======== TESTO FORNITO

Durante questa epoca (dal secolo VI al secolo IV) si nota una presenza degli Etruschi. Segue poi un'epoca gallica (dal secolo III a.C in poi) che ha dato inizio a grandi strade nella zona (la principale quella di Milano-Gallarate-Sesto Calende) poi poi cedere il posto all'epoca romana.
Forse un segno della presenza etrusca si ha nel nome "trun", di una cascina a nord di Monte Rosso, che dall'alto domina il ripiano tra Pianasca e Vedano.
In etrusco il thrun era la rocca collocata su un colle, a presidio.
Nell'opera "Gallorum Insubrum antiquae sedes" (1541) descrivendo i luoghi attorno ai due castelli di Venegono Superiore e Inferiore, Castiglioni fa derivare il nome Venegono da "Veneris agonalia", per contrazione "Vene-gon", citando anche il grande prato (pradòn) posto tra i due Venegono con "pratum Adonis".
Ma tale spiegazione non ha nessun fondamento, se non nella fantasia dell'autore che vorrebbe ricondurre il tutto alla mitologia classica.
Un'altra interpretazione parte dalla constatazione che la zona era ricca di vigneti e così Venegono dovrebbe derivare da "Vinum-colere"; ma sembra che il nome fosse già usato prima che il luogo si ricoprisse di vigneti.
Visto che i Romani non imponevano né religioni né lingue, i toponimi della nostra regione sono da ricercare nel linguaggio delle popolazioni pre-romane (Ibero-Liguri o Gallo-Celtiche)
Possiamo quindi scomporre il nome nelle due radici "Uin" e "gon", il cui significato è conforme alla configurazione geologica del luogo: la radice "Uin" significa "acque", la radice "gon" "monte, costa". Il nome Venegono avrebbe un riferimento alle acque che sgorgano dalle coste collinose del luogo, specialmente nella zona del castello e in quella di S.Giorgio, dove nasce il torrente omonimo, un tempo ricco di acque.
A conferma potremmo utilizzare un riferimento a Vegonno, una piccola frazione di Azzate, che si trova topograficamente su un costone ai margini di una conca ancora paludosa.
Vestigia romane
Nel 222 a.C i Romani videro per la prima volta le case di Mediolanum (Milano) fondato dagli Insubri e conquistato da Cornelio Scipione e Claudio Marcello.
La regione dal Po alle Alpi divenne provincia romana; è quindi probabile che Venegono fosse abitato fin dall'età romana: difatti sono state trovate alcune vestigia romane, come le tracce di una strada, segni di centuriazione e un cippo votivo, inserito nelle mura della chiesa campestre di S. Martino (l'attuale cimitero).

================
======== DATI MOSTRATI

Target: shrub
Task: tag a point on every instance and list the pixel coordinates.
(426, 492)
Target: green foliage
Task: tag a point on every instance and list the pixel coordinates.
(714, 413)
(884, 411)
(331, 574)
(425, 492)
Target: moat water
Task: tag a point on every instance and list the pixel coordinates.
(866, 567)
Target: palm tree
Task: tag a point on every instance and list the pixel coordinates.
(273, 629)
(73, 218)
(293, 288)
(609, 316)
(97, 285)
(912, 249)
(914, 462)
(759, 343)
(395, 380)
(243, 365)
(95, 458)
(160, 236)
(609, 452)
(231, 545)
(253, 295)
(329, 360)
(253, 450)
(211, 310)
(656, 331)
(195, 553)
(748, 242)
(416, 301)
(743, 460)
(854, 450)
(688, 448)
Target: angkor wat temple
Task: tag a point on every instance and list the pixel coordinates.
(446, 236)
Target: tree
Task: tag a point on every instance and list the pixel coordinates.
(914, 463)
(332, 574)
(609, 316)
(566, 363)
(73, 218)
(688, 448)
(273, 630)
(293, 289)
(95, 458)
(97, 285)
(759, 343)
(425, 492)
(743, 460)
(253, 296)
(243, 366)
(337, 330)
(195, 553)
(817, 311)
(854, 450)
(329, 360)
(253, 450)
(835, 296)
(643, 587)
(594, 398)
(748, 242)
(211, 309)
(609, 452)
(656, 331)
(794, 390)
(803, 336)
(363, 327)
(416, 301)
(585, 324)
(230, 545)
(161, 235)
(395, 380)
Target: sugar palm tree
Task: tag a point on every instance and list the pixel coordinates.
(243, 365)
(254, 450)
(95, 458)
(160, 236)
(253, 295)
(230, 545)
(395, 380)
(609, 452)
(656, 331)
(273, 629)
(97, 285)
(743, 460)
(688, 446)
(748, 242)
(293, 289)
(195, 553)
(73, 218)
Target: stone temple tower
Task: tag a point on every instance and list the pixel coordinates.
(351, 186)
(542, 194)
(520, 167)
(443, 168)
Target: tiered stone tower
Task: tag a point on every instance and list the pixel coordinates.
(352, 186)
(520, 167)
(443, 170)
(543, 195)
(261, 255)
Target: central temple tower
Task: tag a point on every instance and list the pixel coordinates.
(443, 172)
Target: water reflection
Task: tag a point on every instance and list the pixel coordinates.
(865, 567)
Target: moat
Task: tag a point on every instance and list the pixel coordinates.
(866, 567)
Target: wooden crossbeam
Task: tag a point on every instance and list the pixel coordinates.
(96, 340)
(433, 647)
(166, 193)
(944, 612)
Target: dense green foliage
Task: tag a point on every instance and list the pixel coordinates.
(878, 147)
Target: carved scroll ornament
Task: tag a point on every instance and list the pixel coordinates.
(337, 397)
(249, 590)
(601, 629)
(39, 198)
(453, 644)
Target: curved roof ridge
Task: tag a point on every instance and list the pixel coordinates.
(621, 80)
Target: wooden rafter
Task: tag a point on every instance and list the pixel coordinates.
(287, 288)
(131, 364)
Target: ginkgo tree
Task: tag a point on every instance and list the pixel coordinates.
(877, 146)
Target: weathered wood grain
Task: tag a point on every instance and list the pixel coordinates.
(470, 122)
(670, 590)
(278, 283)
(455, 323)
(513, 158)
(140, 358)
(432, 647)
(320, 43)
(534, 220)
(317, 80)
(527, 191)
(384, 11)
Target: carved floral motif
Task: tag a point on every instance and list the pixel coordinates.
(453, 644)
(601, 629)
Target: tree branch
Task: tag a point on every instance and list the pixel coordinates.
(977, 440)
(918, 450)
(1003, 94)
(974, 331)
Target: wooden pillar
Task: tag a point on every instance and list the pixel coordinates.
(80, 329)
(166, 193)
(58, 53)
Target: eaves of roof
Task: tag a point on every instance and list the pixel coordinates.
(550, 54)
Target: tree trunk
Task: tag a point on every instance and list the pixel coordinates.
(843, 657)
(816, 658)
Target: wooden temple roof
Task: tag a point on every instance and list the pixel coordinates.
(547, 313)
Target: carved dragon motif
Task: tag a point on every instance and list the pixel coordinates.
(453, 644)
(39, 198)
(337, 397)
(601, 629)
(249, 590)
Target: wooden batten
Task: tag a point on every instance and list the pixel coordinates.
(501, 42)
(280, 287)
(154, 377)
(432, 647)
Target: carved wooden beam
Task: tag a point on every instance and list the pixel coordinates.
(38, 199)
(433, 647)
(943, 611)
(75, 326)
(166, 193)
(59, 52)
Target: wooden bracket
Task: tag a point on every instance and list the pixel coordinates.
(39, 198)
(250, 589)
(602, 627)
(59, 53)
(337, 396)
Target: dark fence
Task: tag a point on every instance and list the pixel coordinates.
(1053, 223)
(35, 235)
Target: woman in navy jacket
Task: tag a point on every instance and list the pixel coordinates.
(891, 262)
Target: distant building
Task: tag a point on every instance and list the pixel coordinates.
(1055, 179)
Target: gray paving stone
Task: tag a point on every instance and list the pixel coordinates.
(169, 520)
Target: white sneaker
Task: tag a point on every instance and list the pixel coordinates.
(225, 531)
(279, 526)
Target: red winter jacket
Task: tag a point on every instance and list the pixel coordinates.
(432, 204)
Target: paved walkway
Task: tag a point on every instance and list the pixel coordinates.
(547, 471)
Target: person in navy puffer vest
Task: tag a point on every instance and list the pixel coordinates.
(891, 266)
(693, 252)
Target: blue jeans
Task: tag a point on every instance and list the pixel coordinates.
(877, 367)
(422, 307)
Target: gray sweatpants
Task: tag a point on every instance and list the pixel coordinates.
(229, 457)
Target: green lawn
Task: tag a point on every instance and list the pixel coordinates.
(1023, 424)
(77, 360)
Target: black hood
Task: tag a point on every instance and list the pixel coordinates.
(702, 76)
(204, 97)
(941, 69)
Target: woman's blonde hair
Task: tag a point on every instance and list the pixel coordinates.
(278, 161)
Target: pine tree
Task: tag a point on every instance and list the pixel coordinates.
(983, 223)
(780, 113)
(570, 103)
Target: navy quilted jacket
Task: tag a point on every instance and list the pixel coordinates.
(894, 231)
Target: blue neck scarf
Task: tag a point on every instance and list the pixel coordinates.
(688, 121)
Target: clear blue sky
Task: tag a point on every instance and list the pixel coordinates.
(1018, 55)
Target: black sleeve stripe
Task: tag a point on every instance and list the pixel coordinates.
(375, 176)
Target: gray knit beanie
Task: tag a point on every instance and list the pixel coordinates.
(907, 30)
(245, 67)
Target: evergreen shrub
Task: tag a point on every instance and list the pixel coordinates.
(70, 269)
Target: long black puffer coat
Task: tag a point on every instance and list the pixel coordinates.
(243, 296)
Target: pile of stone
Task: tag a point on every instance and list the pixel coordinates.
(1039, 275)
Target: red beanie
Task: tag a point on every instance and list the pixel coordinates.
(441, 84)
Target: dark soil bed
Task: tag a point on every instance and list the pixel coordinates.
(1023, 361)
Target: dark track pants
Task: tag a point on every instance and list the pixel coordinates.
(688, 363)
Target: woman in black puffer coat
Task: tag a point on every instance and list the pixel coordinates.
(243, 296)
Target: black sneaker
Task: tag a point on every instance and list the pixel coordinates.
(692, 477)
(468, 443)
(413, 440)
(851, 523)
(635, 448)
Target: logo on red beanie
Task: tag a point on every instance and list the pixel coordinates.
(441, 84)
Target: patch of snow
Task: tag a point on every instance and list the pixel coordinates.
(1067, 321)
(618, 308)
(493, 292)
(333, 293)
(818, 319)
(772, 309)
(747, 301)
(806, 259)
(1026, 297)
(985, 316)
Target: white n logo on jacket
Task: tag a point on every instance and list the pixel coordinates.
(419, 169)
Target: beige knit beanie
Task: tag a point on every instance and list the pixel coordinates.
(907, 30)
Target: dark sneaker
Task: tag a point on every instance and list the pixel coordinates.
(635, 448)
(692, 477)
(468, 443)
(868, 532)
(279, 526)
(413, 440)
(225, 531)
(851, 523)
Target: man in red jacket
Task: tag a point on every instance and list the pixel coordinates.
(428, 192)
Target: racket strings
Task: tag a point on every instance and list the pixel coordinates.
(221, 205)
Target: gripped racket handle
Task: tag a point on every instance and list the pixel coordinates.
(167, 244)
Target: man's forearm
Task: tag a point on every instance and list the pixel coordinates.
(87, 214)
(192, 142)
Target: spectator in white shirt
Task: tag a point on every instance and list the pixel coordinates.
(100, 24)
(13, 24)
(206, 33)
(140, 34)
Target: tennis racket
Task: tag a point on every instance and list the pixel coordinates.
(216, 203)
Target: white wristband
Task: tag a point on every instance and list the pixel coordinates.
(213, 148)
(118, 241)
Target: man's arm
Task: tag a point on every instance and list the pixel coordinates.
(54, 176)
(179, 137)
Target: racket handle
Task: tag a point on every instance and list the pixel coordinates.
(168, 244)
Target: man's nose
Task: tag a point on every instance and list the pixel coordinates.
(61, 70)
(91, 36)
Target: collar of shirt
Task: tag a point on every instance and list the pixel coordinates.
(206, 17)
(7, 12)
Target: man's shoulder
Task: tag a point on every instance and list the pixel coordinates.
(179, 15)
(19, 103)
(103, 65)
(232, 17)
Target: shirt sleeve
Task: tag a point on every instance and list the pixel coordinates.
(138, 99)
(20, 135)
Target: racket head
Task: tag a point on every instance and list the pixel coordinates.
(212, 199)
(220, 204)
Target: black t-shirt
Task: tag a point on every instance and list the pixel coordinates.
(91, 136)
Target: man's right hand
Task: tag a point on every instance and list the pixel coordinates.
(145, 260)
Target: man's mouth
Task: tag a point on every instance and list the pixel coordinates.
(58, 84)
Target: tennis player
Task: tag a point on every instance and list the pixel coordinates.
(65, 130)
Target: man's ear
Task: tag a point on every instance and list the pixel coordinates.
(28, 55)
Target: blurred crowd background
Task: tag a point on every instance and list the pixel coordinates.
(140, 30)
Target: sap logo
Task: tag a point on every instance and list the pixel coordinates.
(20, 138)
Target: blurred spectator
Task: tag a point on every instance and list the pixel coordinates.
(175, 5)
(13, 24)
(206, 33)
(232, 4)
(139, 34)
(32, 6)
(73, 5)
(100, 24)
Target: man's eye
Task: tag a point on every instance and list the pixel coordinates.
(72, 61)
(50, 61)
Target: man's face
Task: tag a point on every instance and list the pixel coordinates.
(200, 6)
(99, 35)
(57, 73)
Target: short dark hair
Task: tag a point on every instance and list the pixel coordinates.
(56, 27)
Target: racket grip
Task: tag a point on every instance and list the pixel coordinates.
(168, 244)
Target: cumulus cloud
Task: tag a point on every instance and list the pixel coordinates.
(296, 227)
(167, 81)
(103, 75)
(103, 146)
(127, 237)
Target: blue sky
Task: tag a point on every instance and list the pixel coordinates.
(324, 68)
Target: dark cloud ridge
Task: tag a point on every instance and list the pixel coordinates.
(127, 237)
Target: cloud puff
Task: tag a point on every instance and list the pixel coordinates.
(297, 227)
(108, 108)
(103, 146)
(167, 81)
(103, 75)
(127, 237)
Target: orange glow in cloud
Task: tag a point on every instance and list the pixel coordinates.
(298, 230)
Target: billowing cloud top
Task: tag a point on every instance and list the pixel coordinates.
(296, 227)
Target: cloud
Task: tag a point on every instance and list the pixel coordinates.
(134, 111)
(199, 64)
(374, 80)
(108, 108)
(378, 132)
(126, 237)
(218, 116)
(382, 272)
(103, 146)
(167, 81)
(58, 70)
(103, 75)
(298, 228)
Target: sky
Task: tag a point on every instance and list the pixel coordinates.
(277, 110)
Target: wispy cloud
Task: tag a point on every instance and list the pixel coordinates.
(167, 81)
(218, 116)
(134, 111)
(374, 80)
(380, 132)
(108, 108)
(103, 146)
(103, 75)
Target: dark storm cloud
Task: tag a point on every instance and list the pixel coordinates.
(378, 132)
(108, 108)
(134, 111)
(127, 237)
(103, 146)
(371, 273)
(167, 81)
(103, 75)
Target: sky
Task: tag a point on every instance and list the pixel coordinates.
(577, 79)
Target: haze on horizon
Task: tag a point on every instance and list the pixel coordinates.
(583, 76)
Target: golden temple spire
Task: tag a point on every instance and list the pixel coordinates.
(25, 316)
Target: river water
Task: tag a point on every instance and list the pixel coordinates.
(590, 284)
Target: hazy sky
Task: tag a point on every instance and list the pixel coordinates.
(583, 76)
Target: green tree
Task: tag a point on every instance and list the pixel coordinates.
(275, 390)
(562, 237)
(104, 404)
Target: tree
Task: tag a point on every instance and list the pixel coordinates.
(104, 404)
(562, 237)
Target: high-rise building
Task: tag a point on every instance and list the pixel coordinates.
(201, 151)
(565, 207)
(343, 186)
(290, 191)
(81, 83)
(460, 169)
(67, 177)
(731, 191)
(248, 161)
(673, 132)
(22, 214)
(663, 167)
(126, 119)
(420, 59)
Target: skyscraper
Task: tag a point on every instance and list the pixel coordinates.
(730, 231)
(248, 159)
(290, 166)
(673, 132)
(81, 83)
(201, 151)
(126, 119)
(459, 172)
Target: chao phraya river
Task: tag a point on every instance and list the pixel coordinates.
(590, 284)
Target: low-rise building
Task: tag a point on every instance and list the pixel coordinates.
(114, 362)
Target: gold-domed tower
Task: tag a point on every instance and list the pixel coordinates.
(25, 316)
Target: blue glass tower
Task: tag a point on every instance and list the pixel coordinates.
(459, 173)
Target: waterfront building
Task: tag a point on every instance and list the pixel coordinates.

================

> [COMPITO 1] Conta le righe dei record che contengono la parola "navy". Scrivi solo il numero.
> [COMPITO 2] Continua il testo sulle origini di Venegono a partire dall'ultima frase.

> [RISPOSTA ATTESA 1] 3

> [RISPOSTA ATTESA 2]
Nel XVI la lapide presentava ancora questa iscrizione:
QUINTANI ARUSPICIS
AEDITUI FORTUNAE
FILII PATRI PIISSIMO
è chiaro il tipo romano di cippo votivo dedicato alla Dea Fortuna, di cui Quinziano era aruspice.
Si può anche supporre che l'ampio pianoro davanti e di fianco alle colline di Venegono si prestasse ad una centuriazione.
La via romana Comum-Novaria fu aperta a centuriazione compiuta.
LE CHIESE DI VENEGONO
Per quanto riguarda le chiese di Venegono, S.Rocco, S.Defendente, S.Maria in Pian Bosco, sono scomparse; di quest'ultima restano ancora tracce nel cascinale omonimo.
Goffredo da Bussero in un libro del '200, a proposito delle chiese di Venegono Superiore parla di quella di S.Martino e di un'altra di S. Protasio (scomparsa anche questa), affermando l'esistenza di un'altra chiesa: quella di S. Giorgio.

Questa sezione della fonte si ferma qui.